◆ **YOUR INSTRUCTIONS**: Rescale the point coordinates in the answers from the line with "the child's arm" up to and including the last line of the data, multiplying each by 2.05 and rounding to whole numbers with halves rounded up. Give all those lines again, requests included with their numbers and sample formats unchanged, and leave the pictures out.
· · · ·
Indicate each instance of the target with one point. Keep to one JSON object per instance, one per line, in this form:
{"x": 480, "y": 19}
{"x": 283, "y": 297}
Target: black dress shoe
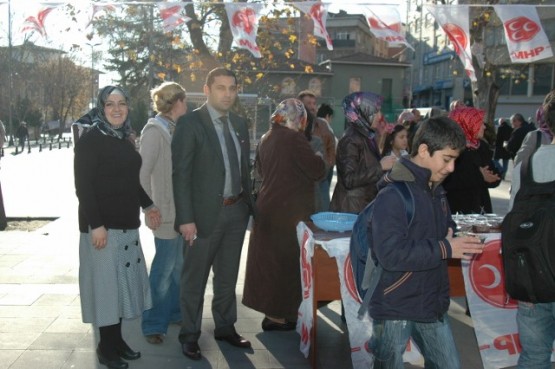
{"x": 128, "y": 354}
{"x": 116, "y": 363}
{"x": 191, "y": 350}
{"x": 235, "y": 339}
{"x": 270, "y": 325}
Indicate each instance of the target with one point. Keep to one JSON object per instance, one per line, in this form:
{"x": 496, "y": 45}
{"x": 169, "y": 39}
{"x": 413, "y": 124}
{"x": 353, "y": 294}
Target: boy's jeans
{"x": 435, "y": 341}
{"x": 536, "y": 328}
{"x": 165, "y": 274}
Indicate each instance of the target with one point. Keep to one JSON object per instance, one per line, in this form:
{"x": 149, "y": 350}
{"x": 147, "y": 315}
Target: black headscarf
{"x": 95, "y": 118}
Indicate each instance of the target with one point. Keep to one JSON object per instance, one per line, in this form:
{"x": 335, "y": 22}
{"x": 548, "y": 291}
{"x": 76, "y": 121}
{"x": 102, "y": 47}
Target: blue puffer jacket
{"x": 414, "y": 283}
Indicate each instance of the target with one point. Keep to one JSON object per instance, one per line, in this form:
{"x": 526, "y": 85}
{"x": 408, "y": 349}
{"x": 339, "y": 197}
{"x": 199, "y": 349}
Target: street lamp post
{"x": 92, "y": 70}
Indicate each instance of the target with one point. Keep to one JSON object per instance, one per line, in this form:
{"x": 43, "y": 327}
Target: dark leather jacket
{"x": 358, "y": 171}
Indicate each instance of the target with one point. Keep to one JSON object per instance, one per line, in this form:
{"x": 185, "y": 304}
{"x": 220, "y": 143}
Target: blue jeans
{"x": 435, "y": 341}
{"x": 165, "y": 274}
{"x": 503, "y": 166}
{"x": 536, "y": 328}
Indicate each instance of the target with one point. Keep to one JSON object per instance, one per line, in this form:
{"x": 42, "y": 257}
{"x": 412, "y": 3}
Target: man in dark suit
{"x": 213, "y": 202}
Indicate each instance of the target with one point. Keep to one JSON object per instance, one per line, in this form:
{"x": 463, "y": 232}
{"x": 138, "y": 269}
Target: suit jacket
{"x": 199, "y": 171}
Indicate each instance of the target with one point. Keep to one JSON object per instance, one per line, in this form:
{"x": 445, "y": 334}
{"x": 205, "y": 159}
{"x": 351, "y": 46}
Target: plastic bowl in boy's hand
{"x": 334, "y": 222}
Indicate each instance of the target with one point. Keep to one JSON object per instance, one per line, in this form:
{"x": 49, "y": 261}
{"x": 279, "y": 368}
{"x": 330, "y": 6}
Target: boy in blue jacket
{"x": 412, "y": 295}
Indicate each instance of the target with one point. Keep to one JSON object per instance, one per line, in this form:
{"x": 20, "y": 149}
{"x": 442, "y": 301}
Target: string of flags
{"x": 526, "y": 40}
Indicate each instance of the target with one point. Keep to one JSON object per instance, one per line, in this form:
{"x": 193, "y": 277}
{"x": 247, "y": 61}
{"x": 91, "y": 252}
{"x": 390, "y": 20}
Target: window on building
{"x": 354, "y": 84}
{"x": 543, "y": 79}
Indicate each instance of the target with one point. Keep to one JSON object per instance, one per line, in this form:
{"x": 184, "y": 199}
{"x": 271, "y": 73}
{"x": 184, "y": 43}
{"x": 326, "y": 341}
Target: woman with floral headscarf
{"x": 113, "y": 280}
{"x": 289, "y": 169}
{"x": 358, "y": 160}
{"x": 467, "y": 187}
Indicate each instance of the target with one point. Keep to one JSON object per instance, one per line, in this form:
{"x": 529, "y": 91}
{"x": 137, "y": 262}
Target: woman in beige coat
{"x": 169, "y": 100}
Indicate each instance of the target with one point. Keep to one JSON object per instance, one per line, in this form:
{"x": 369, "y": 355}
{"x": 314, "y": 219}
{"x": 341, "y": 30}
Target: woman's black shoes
{"x": 270, "y": 325}
{"x": 115, "y": 363}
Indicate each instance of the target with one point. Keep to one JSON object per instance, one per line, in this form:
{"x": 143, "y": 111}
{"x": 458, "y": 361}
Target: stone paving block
{"x": 43, "y": 359}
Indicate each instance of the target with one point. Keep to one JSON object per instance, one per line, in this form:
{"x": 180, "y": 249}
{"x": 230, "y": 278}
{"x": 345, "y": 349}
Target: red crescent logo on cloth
{"x": 457, "y": 36}
{"x": 521, "y": 29}
{"x": 486, "y": 277}
{"x": 245, "y": 19}
{"x": 306, "y": 268}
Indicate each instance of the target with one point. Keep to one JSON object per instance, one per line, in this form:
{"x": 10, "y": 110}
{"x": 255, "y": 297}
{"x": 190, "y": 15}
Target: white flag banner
{"x": 171, "y": 15}
{"x": 243, "y": 21}
{"x": 454, "y": 21}
{"x": 98, "y": 9}
{"x": 318, "y": 12}
{"x": 384, "y": 22}
{"x": 360, "y": 330}
{"x": 526, "y": 39}
{"x": 36, "y": 23}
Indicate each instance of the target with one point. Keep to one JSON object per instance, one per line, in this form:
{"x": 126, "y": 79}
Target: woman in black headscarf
{"x": 358, "y": 160}
{"x": 113, "y": 280}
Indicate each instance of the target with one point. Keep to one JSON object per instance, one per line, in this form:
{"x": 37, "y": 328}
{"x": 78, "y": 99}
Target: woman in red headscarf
{"x": 467, "y": 187}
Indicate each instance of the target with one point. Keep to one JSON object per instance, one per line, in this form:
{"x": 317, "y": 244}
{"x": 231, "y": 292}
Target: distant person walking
{"x": 22, "y": 134}
{"x": 520, "y": 129}
{"x": 501, "y": 154}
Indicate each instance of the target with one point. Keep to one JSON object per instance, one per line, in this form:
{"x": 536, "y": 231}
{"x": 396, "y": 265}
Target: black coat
{"x": 504, "y": 132}
{"x": 467, "y": 192}
{"x": 517, "y": 137}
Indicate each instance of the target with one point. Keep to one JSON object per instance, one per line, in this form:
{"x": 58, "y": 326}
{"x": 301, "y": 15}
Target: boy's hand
{"x": 464, "y": 247}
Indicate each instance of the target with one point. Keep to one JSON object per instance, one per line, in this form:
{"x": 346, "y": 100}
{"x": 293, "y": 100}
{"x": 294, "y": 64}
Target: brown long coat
{"x": 289, "y": 169}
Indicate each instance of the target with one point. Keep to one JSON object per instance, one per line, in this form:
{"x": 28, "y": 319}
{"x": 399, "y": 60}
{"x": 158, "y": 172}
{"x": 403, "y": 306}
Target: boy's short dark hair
{"x": 324, "y": 110}
{"x": 217, "y": 72}
{"x": 549, "y": 110}
{"x": 438, "y": 133}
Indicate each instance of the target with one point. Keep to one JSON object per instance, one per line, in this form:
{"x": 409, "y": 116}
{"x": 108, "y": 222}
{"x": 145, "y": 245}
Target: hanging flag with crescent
{"x": 384, "y": 22}
{"x": 318, "y": 12}
{"x": 454, "y": 20}
{"x": 171, "y": 15}
{"x": 36, "y": 23}
{"x": 243, "y": 21}
{"x": 526, "y": 39}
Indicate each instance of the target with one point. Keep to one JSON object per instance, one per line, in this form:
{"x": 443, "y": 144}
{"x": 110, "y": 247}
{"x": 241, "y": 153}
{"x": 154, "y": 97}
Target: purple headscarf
{"x": 360, "y": 108}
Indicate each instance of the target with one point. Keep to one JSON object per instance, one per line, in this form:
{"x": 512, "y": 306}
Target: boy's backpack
{"x": 366, "y": 272}
{"x": 528, "y": 239}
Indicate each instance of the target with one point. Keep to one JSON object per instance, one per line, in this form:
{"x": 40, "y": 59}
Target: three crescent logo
{"x": 486, "y": 277}
{"x": 521, "y": 29}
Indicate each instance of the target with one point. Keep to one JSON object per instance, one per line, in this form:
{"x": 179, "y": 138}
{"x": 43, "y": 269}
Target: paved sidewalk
{"x": 40, "y": 317}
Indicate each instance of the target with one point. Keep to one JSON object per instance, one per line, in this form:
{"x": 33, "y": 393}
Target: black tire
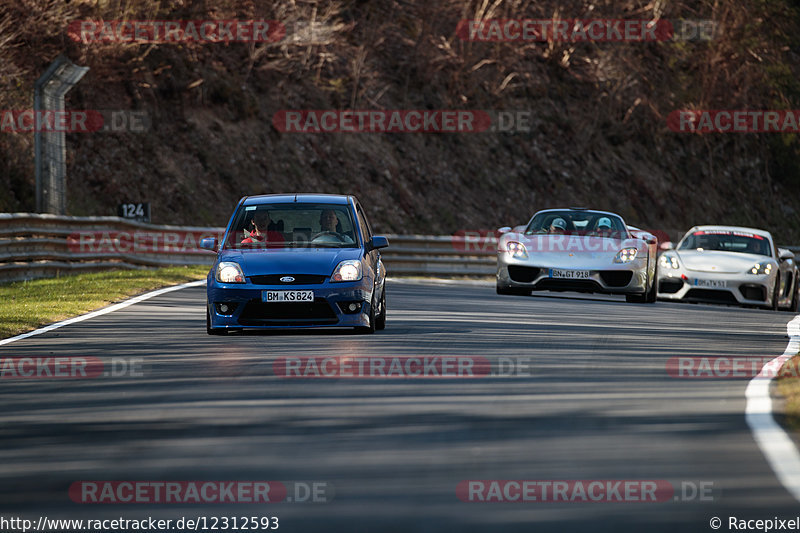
{"x": 210, "y": 330}
{"x": 651, "y": 295}
{"x": 371, "y": 328}
{"x": 513, "y": 291}
{"x": 776, "y": 293}
{"x": 380, "y": 320}
{"x": 793, "y": 304}
{"x": 636, "y": 298}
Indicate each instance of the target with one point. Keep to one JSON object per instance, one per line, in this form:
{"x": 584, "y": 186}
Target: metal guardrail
{"x": 40, "y": 245}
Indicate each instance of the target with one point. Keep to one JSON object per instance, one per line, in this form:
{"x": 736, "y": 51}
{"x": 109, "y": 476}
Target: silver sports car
{"x": 577, "y": 250}
{"x": 731, "y": 265}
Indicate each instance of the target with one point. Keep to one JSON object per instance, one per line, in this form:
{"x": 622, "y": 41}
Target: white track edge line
{"x": 103, "y": 311}
{"x": 776, "y": 445}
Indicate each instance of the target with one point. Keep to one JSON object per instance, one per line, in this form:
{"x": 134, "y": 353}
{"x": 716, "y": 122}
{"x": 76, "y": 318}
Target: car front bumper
{"x": 736, "y": 288}
{"x": 630, "y": 278}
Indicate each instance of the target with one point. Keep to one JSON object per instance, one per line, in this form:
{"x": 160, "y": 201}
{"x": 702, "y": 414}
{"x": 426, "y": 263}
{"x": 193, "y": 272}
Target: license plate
{"x": 569, "y": 274}
{"x": 712, "y": 283}
{"x": 287, "y": 296}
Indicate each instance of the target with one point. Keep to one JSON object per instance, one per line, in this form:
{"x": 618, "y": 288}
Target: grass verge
{"x": 27, "y": 305}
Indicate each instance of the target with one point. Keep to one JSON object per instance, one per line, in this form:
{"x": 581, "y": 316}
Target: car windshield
{"x": 293, "y": 225}
{"x": 726, "y": 241}
{"x": 578, "y": 222}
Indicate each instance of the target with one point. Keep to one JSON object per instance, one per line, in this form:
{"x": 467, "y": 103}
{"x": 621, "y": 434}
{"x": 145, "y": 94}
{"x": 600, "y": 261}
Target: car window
{"x": 578, "y": 222}
{"x": 727, "y": 241}
{"x": 366, "y": 231}
{"x": 293, "y": 225}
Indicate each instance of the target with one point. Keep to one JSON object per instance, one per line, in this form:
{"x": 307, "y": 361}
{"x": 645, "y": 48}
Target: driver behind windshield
{"x": 329, "y": 222}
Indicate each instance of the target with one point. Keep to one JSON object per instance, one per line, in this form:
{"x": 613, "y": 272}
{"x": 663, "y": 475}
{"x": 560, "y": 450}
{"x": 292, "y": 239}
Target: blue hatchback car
{"x": 296, "y": 261}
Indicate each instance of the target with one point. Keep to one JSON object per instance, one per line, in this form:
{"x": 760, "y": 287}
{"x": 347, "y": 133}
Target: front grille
{"x": 670, "y": 286}
{"x": 711, "y": 295}
{"x": 616, "y": 278}
{"x": 257, "y": 313}
{"x": 522, "y": 274}
{"x": 754, "y": 292}
{"x": 577, "y": 285}
{"x": 299, "y": 279}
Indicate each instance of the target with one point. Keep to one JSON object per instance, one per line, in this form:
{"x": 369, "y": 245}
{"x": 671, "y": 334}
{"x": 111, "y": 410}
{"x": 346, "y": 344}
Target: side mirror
{"x": 377, "y": 242}
{"x": 209, "y": 243}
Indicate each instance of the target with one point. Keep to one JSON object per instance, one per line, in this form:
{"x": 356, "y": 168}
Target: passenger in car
{"x": 261, "y": 231}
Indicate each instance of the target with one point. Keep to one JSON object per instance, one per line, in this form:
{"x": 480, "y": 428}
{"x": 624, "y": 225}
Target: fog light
{"x": 226, "y": 308}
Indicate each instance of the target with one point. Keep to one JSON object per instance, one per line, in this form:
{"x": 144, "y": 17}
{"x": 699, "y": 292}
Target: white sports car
{"x": 731, "y": 265}
{"x": 577, "y": 250}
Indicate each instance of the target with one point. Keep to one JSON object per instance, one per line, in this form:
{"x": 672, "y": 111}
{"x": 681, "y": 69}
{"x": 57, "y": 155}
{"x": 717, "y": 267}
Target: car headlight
{"x": 349, "y": 270}
{"x": 229, "y": 272}
{"x": 517, "y": 250}
{"x": 761, "y": 268}
{"x": 626, "y": 255}
{"x": 668, "y": 261}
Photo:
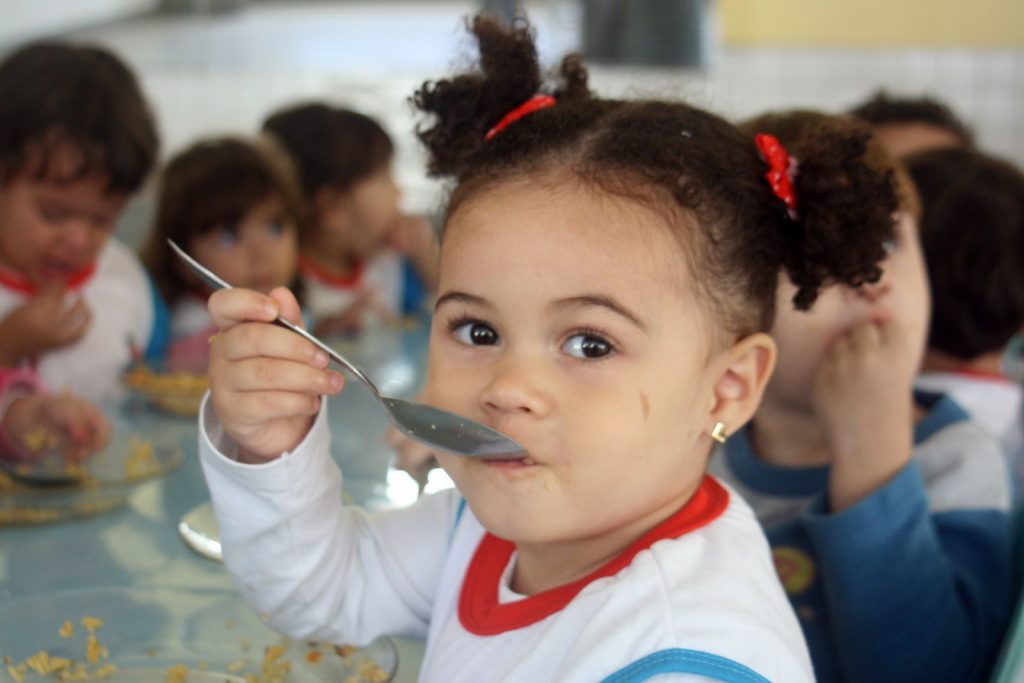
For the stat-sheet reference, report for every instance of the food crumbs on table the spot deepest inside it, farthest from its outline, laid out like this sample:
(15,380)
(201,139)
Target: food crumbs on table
(176,674)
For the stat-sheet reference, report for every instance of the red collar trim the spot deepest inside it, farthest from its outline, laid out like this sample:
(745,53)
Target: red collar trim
(481,613)
(17,283)
(316,271)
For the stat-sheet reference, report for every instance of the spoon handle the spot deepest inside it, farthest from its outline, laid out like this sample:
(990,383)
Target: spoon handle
(214,281)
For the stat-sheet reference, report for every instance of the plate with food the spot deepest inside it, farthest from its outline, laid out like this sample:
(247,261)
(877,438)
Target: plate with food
(170,635)
(43,487)
(173,391)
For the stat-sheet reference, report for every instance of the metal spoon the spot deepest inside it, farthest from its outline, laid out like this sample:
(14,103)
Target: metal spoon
(428,425)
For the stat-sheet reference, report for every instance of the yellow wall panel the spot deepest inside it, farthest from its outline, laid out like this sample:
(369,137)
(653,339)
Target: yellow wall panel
(873,23)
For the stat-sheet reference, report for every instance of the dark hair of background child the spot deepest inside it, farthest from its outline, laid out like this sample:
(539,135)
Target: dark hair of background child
(882,110)
(972,231)
(687,163)
(333,147)
(210,185)
(81,96)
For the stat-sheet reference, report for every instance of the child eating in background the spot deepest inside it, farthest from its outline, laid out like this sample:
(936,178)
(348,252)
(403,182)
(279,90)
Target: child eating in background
(887,511)
(607,274)
(71,425)
(77,139)
(972,231)
(361,259)
(233,204)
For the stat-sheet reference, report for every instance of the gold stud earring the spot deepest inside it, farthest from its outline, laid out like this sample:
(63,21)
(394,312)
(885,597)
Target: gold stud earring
(718,433)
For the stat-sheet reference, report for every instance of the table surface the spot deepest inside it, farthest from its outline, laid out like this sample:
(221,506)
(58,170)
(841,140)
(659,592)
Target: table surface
(135,549)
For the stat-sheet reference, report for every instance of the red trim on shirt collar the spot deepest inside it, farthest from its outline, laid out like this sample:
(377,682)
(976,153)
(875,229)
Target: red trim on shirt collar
(314,270)
(15,282)
(481,613)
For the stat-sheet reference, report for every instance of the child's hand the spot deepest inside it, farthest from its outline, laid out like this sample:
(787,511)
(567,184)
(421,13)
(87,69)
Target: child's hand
(41,422)
(265,381)
(46,322)
(411,456)
(863,398)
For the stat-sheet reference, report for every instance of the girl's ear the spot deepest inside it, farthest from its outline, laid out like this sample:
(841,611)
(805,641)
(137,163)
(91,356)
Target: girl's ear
(747,366)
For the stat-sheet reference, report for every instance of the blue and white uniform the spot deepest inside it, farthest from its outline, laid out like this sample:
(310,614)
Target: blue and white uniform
(911,583)
(126,318)
(696,599)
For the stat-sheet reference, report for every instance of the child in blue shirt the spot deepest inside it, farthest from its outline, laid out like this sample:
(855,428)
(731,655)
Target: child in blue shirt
(887,512)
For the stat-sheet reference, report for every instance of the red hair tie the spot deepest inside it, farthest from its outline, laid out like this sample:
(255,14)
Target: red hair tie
(532,104)
(781,170)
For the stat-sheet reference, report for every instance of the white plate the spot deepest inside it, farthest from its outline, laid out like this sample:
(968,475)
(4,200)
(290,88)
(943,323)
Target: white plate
(146,632)
(198,529)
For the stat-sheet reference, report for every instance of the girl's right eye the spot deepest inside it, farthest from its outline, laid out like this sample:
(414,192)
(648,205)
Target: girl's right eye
(474,333)
(226,237)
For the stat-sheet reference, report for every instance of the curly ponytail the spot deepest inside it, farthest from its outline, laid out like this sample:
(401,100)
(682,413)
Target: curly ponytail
(702,172)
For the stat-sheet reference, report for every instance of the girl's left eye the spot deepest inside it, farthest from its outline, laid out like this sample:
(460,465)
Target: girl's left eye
(588,346)
(226,237)
(474,333)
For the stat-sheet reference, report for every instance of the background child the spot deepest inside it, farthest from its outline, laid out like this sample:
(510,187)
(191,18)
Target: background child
(606,269)
(77,138)
(905,125)
(361,258)
(887,513)
(70,425)
(235,206)
(972,230)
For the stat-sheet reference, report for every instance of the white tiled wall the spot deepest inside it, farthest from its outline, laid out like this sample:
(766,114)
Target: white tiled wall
(224,73)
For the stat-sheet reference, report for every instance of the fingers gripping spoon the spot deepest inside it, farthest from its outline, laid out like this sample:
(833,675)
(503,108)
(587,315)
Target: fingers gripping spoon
(428,425)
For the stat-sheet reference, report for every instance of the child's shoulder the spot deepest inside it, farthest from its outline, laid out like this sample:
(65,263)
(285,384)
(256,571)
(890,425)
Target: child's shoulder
(961,462)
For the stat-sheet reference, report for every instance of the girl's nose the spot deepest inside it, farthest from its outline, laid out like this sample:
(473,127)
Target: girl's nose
(515,387)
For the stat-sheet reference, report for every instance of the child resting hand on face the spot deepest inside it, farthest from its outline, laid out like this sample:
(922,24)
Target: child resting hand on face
(77,139)
(607,274)
(886,510)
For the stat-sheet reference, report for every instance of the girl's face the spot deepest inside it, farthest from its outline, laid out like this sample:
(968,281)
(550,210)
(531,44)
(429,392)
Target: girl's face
(803,337)
(564,321)
(259,253)
(52,228)
(364,218)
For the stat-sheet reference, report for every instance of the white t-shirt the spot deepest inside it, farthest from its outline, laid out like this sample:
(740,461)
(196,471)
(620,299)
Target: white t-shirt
(328,297)
(992,402)
(120,298)
(694,605)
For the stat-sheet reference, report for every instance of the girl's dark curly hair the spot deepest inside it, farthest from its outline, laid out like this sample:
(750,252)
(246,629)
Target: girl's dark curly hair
(705,173)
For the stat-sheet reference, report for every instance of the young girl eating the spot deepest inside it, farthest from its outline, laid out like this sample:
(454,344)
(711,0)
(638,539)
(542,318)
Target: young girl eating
(607,272)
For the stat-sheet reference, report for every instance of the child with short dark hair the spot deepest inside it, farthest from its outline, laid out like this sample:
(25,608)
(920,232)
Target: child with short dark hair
(235,205)
(608,270)
(361,259)
(905,125)
(972,231)
(77,139)
(887,511)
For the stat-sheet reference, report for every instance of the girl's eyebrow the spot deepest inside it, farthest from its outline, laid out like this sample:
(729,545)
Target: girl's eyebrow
(460,297)
(601,301)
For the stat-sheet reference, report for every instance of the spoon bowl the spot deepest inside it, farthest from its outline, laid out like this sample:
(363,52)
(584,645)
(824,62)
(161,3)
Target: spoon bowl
(426,424)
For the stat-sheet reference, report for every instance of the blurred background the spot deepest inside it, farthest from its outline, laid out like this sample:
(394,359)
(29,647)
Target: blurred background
(220,66)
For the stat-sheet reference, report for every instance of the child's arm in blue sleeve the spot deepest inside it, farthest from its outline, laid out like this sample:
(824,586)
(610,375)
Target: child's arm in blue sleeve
(913,595)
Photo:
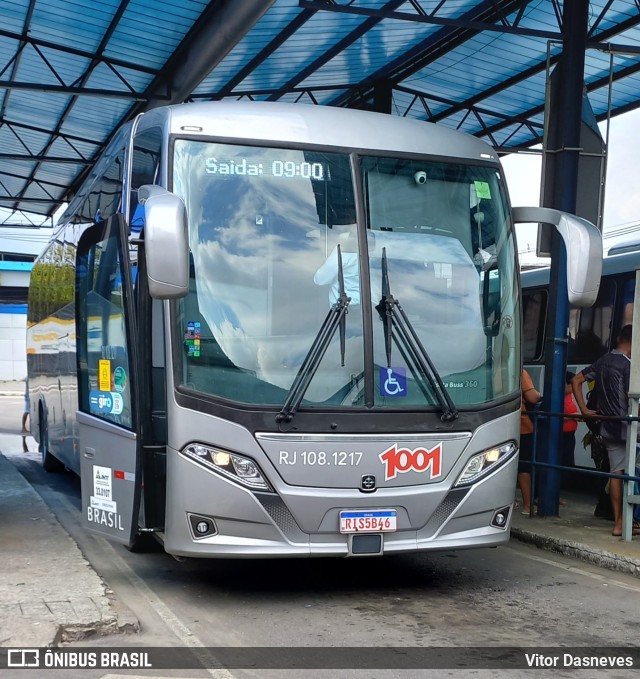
· · · ·
◆ **FULL RESPONSE**:
For the stat-sheet reference, report for every instance of the child's arm in blue sleeve the spot deepest inside it, farthest from its outline, laid out like this sample:
(824,586)
(610,375)
Target: child's arm in blue sleeve
(1872,1220)
Photo:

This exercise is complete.